--- Task brief ---
Recast the items from the line containing "point: heart-shaped green" through the line containing "column 161, row 561" as a JSON list of strings, one string per line and both end lines included, leaving out any blank lines.
<<<<
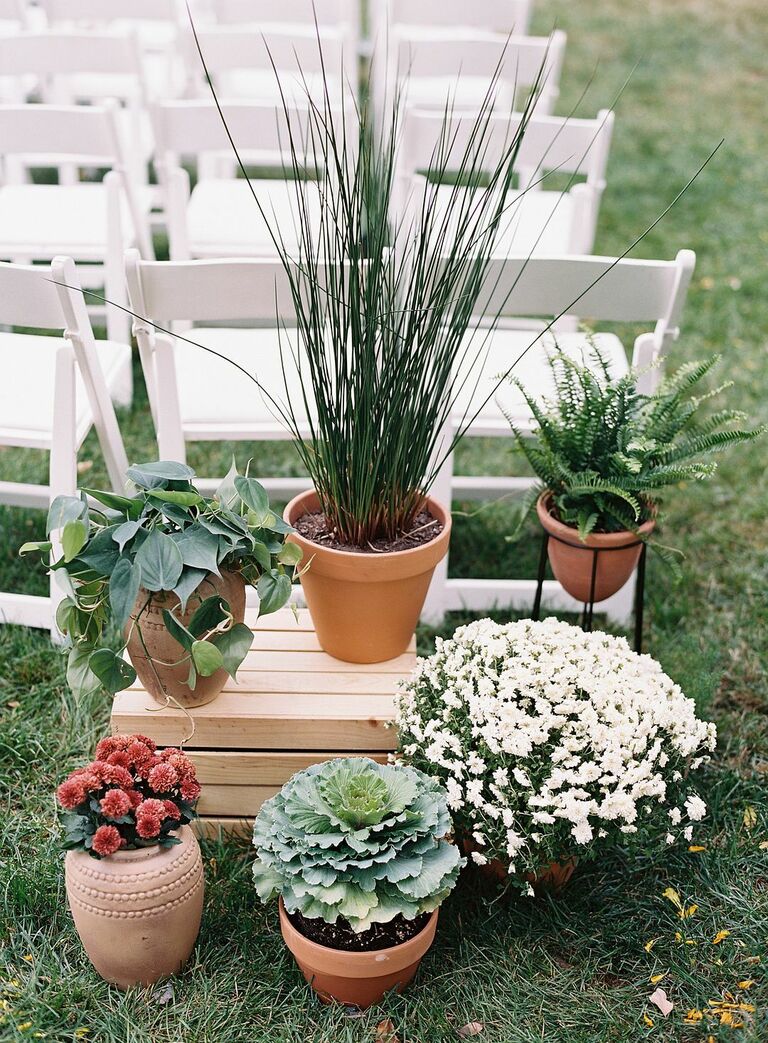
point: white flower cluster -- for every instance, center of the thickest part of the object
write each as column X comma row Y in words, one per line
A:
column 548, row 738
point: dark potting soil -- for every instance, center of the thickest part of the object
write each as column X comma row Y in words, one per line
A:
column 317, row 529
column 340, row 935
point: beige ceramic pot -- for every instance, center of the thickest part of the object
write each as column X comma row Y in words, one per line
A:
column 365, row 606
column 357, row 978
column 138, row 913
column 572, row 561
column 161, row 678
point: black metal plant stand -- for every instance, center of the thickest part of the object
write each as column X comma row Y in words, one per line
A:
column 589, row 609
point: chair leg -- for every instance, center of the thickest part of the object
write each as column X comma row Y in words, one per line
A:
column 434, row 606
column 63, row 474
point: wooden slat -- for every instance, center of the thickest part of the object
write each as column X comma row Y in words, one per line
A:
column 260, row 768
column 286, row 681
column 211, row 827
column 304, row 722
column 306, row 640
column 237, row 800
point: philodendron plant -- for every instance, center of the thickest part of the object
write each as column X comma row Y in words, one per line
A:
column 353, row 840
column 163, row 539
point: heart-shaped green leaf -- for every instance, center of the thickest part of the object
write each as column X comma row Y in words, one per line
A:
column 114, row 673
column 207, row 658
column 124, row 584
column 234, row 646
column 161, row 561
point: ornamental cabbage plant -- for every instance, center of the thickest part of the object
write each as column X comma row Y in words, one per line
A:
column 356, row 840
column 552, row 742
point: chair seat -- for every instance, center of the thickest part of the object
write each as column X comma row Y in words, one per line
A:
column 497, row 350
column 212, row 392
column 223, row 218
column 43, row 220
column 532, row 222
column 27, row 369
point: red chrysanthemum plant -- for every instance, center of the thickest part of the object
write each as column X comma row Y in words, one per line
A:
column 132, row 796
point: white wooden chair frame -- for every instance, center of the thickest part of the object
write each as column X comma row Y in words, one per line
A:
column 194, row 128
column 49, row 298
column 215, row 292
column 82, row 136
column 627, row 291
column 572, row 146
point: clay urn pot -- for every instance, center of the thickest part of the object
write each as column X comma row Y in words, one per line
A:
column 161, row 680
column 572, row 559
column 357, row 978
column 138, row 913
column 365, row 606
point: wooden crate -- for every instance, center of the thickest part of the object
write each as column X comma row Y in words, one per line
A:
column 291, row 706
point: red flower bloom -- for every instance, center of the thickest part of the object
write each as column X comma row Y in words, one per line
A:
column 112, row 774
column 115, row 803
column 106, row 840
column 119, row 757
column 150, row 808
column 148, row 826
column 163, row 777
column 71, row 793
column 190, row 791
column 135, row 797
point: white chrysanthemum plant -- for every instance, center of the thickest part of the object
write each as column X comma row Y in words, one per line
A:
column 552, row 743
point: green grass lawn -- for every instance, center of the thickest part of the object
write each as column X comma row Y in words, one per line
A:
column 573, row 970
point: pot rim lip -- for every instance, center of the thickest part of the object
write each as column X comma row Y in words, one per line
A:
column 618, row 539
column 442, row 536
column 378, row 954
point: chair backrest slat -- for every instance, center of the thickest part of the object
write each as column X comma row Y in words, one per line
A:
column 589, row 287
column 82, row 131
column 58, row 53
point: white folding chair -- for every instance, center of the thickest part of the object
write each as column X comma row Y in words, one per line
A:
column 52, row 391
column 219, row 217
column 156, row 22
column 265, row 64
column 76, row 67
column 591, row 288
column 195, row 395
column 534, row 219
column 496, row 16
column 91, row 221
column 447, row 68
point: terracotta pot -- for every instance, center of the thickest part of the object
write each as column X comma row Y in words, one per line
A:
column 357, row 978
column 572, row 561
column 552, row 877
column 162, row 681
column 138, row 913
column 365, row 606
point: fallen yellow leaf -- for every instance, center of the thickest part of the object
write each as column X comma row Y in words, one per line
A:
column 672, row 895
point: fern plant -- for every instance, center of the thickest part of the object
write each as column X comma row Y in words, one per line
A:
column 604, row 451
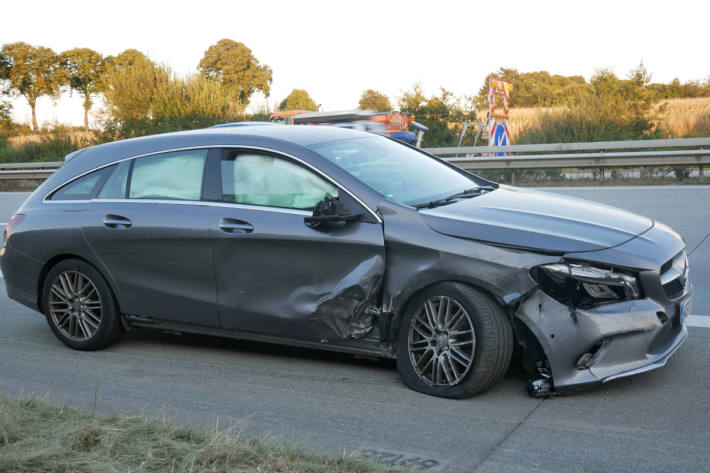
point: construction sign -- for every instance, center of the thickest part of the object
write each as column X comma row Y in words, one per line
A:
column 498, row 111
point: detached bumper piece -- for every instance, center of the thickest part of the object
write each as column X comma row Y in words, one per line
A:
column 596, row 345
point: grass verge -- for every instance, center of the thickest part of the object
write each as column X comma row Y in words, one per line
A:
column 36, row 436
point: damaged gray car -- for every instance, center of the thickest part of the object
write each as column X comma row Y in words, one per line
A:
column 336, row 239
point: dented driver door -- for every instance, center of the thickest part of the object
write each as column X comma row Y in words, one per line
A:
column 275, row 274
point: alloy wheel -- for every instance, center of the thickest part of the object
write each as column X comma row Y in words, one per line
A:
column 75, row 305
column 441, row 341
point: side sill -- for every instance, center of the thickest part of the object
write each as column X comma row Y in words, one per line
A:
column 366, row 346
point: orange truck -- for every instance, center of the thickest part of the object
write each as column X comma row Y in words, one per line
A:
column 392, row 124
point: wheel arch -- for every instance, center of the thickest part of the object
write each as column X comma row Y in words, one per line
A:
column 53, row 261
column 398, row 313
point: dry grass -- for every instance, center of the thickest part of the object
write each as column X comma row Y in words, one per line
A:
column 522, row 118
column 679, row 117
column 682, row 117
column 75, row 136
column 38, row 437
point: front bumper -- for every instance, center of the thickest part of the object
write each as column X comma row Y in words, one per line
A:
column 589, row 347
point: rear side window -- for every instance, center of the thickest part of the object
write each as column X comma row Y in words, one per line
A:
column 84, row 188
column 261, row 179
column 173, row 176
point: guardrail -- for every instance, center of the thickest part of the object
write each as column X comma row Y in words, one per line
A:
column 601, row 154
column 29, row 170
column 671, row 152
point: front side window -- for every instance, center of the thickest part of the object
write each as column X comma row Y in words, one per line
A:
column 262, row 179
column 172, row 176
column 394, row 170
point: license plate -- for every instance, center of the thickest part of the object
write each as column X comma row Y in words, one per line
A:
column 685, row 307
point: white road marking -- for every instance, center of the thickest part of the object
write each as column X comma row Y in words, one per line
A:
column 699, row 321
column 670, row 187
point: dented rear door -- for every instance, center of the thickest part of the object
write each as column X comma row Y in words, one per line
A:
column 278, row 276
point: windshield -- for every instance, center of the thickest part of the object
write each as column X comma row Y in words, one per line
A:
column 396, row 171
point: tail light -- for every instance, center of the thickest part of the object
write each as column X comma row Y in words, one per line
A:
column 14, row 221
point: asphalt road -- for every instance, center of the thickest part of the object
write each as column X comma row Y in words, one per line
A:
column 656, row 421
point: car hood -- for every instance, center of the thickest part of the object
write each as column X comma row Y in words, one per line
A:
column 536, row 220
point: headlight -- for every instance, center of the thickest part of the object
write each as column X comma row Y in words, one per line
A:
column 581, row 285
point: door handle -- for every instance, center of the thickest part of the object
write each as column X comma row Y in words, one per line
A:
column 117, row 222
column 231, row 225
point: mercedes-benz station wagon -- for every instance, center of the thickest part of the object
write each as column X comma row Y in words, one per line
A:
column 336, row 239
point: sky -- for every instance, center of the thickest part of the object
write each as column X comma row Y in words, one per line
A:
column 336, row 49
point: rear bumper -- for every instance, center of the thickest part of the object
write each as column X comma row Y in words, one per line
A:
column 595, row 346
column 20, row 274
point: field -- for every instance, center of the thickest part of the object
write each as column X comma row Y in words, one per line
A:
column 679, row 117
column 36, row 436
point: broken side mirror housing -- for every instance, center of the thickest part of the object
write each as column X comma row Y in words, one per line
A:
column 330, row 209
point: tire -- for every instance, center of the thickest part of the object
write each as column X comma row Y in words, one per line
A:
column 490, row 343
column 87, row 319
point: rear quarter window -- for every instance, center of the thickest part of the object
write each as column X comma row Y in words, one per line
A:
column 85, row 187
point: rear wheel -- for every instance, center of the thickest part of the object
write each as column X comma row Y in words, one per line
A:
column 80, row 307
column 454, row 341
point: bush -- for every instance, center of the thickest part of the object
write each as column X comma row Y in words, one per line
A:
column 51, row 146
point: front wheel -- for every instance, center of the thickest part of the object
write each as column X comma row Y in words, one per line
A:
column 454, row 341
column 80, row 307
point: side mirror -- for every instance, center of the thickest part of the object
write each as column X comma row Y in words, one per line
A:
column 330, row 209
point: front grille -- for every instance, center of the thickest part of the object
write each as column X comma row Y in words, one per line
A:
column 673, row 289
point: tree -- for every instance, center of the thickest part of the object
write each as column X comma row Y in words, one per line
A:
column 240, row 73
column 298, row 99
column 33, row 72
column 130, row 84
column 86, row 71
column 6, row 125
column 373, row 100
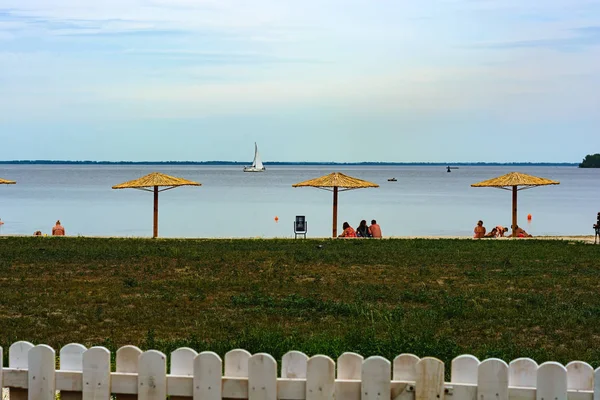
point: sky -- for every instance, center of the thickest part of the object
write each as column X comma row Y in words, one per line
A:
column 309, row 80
>>>>
--- Response below ---
[
  "point: heart-shaped green leaf -- for every instance, center of the thickest part of the object",
  "write each as column X comma row Y in words, one per line",
  "A:",
  "column 114, row 673",
  "column 207, row 658",
  "column 124, row 584",
  "column 234, row 646",
  "column 161, row 561"
]